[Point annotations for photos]
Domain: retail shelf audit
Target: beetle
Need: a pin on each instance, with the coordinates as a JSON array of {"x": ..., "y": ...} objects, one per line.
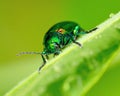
[{"x": 58, "y": 37}]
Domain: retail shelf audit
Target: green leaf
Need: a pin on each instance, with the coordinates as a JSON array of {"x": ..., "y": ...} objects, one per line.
[{"x": 75, "y": 70}]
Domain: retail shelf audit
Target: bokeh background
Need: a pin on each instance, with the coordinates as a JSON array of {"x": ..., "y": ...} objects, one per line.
[{"x": 23, "y": 24}]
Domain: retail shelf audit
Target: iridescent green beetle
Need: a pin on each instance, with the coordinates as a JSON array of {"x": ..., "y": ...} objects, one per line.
[{"x": 58, "y": 36}]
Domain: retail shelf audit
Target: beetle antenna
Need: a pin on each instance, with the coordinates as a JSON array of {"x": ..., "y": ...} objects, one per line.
[
  {"x": 23, "y": 53},
  {"x": 92, "y": 30}
]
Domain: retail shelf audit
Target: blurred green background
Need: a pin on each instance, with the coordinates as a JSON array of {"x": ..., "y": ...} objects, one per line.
[{"x": 23, "y": 24}]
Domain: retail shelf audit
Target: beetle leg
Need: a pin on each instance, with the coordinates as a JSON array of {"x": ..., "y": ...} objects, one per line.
[
  {"x": 92, "y": 30},
  {"x": 44, "y": 62},
  {"x": 80, "y": 45}
]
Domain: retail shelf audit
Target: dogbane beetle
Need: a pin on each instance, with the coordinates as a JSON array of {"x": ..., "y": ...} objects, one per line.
[{"x": 57, "y": 37}]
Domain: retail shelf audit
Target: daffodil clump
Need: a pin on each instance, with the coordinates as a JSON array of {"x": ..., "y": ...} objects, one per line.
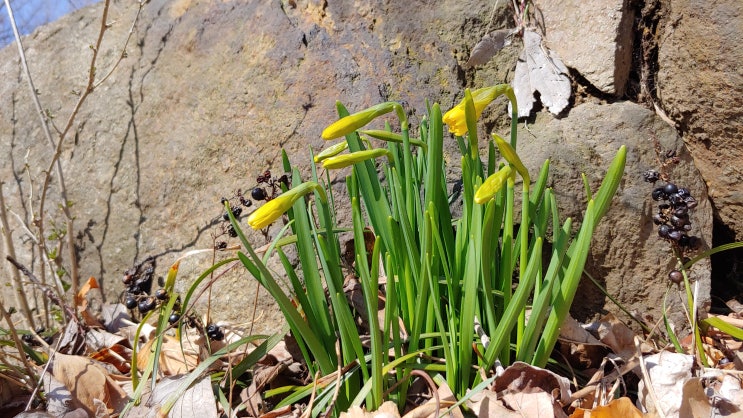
[{"x": 435, "y": 285}]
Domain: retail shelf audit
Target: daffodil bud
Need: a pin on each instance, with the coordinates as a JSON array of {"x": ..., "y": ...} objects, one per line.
[
  {"x": 455, "y": 117},
  {"x": 350, "y": 123},
  {"x": 510, "y": 155},
  {"x": 274, "y": 208},
  {"x": 492, "y": 185},
  {"x": 392, "y": 137},
  {"x": 346, "y": 160},
  {"x": 331, "y": 151}
]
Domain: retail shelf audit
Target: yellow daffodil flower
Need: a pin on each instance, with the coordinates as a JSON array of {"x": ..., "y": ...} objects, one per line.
[
  {"x": 392, "y": 137},
  {"x": 274, "y": 208},
  {"x": 455, "y": 117},
  {"x": 331, "y": 151},
  {"x": 492, "y": 185},
  {"x": 510, "y": 155},
  {"x": 346, "y": 160},
  {"x": 350, "y": 123}
]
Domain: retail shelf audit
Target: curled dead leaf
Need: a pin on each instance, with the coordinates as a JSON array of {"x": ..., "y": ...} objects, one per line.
[{"x": 88, "y": 382}]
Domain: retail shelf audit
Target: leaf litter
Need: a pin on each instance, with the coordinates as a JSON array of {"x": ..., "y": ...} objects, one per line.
[{"x": 93, "y": 376}]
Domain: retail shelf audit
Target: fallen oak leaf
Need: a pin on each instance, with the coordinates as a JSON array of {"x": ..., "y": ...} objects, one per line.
[
  {"x": 622, "y": 407},
  {"x": 540, "y": 70},
  {"x": 88, "y": 382}
]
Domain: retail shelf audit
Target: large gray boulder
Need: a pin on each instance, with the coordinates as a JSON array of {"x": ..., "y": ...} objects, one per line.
[
  {"x": 211, "y": 91},
  {"x": 700, "y": 86}
]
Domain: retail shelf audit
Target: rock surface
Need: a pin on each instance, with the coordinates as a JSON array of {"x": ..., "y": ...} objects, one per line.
[
  {"x": 593, "y": 37},
  {"x": 700, "y": 86},
  {"x": 211, "y": 91}
]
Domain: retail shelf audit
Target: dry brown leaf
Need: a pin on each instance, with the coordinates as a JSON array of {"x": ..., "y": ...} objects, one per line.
[
  {"x": 694, "y": 403},
  {"x": 88, "y": 382},
  {"x": 386, "y": 410},
  {"x": 667, "y": 373},
  {"x": 196, "y": 402},
  {"x": 174, "y": 358},
  {"x": 486, "y": 404},
  {"x": 522, "y": 377},
  {"x": 118, "y": 356},
  {"x": 618, "y": 408},
  {"x": 89, "y": 302},
  {"x": 540, "y": 69},
  {"x": 619, "y": 337},
  {"x": 428, "y": 410}
]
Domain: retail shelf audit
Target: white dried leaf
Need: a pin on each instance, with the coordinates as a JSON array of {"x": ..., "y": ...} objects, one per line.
[
  {"x": 489, "y": 45},
  {"x": 539, "y": 69}
]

■ Stated exercise ■
Will you restate every entry word for word and omit the images?

■ Output for this exercise ■
Domain: retail shelf audit
Target: beetle
Need: a pin on each instance, with the coordinates as a JSON array of {"x": ..., "y": ...} objects, one per line.
[{"x": 58, "y": 37}]
Domain: retail shelf audit
Target: green leaf
Need: a pin on each instance, with the coordinates as a JSON array of {"x": ..., "y": ...} objects, one per line.
[{"x": 75, "y": 70}]
Domain: retail shelf audit
Target: bokeh background
Need: a pin on each instance, with the coordinates as a JSON array of {"x": ..., "y": ...} objects, one per line.
[{"x": 23, "y": 24}]
Domain: retail shelf audit
Target: iridescent green beetle
Need: a pin on each instance, with the coordinates as a JSON array of {"x": ..., "y": ...} objects, one per line.
[{"x": 58, "y": 36}]
Domain: retail shelf audit
Target: beetle antenna
Need: a pin on each instance, with the coordinates as a JSON array of {"x": ..., "y": ...} objects, one per line.
[
  {"x": 23, "y": 53},
  {"x": 92, "y": 30}
]
Domain: retail shelf audit
Target: blurred green background
Need: a pin on each instance, with the coordinates as a JSON array of {"x": ..., "y": ...} objects, one per line.
[{"x": 23, "y": 24}]
Domain: retail shelf audit
Target: beetle leg
Need: a pin on each instance, with the coordinates as a JSON array of {"x": ..., "y": ...} objects, one per line.
[
  {"x": 92, "y": 30},
  {"x": 44, "y": 62},
  {"x": 80, "y": 45}
]
Domain: retail shelf audit
Target: dogbane beetle
Need: a pin on each instance, with the coordinates as a JSON array of {"x": ..., "y": ...} objects, one per line.
[{"x": 57, "y": 37}]
Domain: retail shelf audit
Target: daffodil clump
Need: a pin on each instance, with the coordinates as a JSON array of {"x": ..., "y": ...} objects, one per line.
[{"x": 435, "y": 285}]
Domain: retail shelf audit
Target: daffodil bud
Need: a pin on each instance, with the coordinates as a JSON array of {"x": ..., "y": ...} objects, one per line.
[
  {"x": 455, "y": 117},
  {"x": 350, "y": 123},
  {"x": 510, "y": 155},
  {"x": 274, "y": 208},
  {"x": 492, "y": 185},
  {"x": 392, "y": 137},
  {"x": 346, "y": 160},
  {"x": 331, "y": 151}
]
Domain: retail shelf audit
Target: yellow daffodil flower
Need: a pin on each instance, with the coordinates as a JSON array of {"x": ..., "y": ...} objects, one per line.
[
  {"x": 392, "y": 137},
  {"x": 274, "y": 208},
  {"x": 455, "y": 117},
  {"x": 331, "y": 151},
  {"x": 492, "y": 185},
  {"x": 510, "y": 155},
  {"x": 346, "y": 160},
  {"x": 350, "y": 123}
]
Domain: retail shelf audit
Target: curled dead leaf
Need: a pin on each instance, with the coordinates as a JSON array of {"x": ..., "y": ...} objects, one per line.
[{"x": 88, "y": 382}]
Domain: retail shelf audit
Target: leaf litter
Need: a pin on each instance, with the coordinates as a JSON array of {"x": ..., "y": ...} objects, one per line.
[{"x": 93, "y": 376}]
Domain: retail shelf audit
Target: fallen oak leaf
Need: a pin on each instance, with the coordinates as a JSON array of {"x": ..., "y": ...} objects, one per line.
[
  {"x": 622, "y": 407},
  {"x": 540, "y": 70},
  {"x": 88, "y": 382}
]
Domain: retail shelf audit
Target: large gray boulder
Need: a pin on each instance, with the coordinates as a JSON array of {"x": ..., "y": ...} objects, one per line.
[
  {"x": 211, "y": 91},
  {"x": 700, "y": 86}
]
Domain: retail shelf audit
Target: rock surface
Need: a pin on each instance, with the coordinates as a JSON array of {"x": ..., "y": ...} objects, one per line.
[
  {"x": 593, "y": 37},
  {"x": 700, "y": 86},
  {"x": 211, "y": 91}
]
Domain: retail shelf audit
Target: dry brown leaf
Need: a pin on each instance, with the coordinates as a JSON array of {"x": ..., "y": ...} objects, one per line.
[
  {"x": 694, "y": 403},
  {"x": 88, "y": 382},
  {"x": 386, "y": 410},
  {"x": 667, "y": 373},
  {"x": 196, "y": 402},
  {"x": 174, "y": 358},
  {"x": 486, "y": 404},
  {"x": 522, "y": 377},
  {"x": 118, "y": 356},
  {"x": 618, "y": 408},
  {"x": 89, "y": 302},
  {"x": 540, "y": 69},
  {"x": 619, "y": 337},
  {"x": 428, "y": 410}
]
Domain: retail shelf audit
Target: white dried leaf
Need: a pin on each instance, with the coordinates as a JSON array of {"x": ..., "y": ...} objects, one per line.
[
  {"x": 489, "y": 45},
  {"x": 539, "y": 69}
]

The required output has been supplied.